:: INFORMATION SHOWN ::

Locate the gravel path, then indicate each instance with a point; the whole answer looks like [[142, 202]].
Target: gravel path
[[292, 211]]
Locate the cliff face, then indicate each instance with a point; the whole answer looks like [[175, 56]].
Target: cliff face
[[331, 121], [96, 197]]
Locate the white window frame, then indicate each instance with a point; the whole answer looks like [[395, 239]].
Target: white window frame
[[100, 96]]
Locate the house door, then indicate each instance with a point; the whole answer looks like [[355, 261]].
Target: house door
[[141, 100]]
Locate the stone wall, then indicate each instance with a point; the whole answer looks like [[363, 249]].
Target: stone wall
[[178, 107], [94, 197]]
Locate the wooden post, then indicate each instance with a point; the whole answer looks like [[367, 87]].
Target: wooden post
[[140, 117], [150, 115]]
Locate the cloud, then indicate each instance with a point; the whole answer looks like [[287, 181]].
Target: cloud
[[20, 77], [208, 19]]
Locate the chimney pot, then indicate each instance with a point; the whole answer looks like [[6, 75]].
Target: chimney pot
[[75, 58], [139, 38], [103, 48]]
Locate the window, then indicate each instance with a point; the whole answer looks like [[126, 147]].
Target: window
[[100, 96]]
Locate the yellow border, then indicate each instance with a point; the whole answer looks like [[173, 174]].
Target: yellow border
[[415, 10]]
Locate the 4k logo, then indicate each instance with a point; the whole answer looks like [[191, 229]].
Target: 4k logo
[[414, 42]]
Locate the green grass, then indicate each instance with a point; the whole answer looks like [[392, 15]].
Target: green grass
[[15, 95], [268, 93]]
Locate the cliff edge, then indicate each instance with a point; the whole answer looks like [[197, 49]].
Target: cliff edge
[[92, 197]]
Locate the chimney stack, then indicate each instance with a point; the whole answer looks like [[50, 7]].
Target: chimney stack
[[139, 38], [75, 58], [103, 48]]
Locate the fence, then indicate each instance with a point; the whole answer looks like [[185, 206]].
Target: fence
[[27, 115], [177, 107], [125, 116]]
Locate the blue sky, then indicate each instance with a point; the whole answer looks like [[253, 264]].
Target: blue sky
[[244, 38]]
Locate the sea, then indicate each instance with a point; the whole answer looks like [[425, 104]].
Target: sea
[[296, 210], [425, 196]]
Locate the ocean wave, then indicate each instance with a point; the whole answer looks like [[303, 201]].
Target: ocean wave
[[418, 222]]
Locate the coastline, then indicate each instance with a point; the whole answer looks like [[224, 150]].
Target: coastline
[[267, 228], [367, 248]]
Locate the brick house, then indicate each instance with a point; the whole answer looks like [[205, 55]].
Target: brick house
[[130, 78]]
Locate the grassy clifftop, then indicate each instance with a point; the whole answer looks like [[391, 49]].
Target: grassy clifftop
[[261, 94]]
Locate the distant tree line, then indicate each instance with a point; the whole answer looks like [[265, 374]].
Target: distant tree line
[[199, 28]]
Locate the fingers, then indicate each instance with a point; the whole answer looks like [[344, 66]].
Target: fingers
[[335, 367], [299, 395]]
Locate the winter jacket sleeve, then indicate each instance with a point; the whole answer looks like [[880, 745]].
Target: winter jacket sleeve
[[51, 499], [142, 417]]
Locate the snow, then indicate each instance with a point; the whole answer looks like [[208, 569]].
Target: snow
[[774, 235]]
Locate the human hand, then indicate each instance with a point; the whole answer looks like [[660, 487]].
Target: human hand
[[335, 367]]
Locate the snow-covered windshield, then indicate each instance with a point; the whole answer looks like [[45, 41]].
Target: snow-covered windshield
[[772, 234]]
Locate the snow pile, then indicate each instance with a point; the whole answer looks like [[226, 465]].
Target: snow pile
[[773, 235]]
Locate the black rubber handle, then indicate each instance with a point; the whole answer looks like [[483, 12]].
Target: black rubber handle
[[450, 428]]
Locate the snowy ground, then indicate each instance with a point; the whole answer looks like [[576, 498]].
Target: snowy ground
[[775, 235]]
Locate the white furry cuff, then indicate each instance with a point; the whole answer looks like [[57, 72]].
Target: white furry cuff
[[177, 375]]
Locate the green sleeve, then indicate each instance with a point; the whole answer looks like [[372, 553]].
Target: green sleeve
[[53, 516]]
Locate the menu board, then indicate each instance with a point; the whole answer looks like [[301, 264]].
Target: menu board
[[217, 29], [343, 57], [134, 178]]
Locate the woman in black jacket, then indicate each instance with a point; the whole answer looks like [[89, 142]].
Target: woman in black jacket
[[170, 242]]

:::

*INSTRUCTIONS FOR THE TASK*
From the line with "Target: menu board" through the final line of the records, return each line exactly. Leave out the rest.

*THE ANSWER*
Target: menu board
[[217, 29], [343, 57], [134, 178]]
Locate the woman in black jacket, then indicate each instance with a point; the whole answer looks like [[89, 142]].
Target: woman in black jacket
[[170, 242]]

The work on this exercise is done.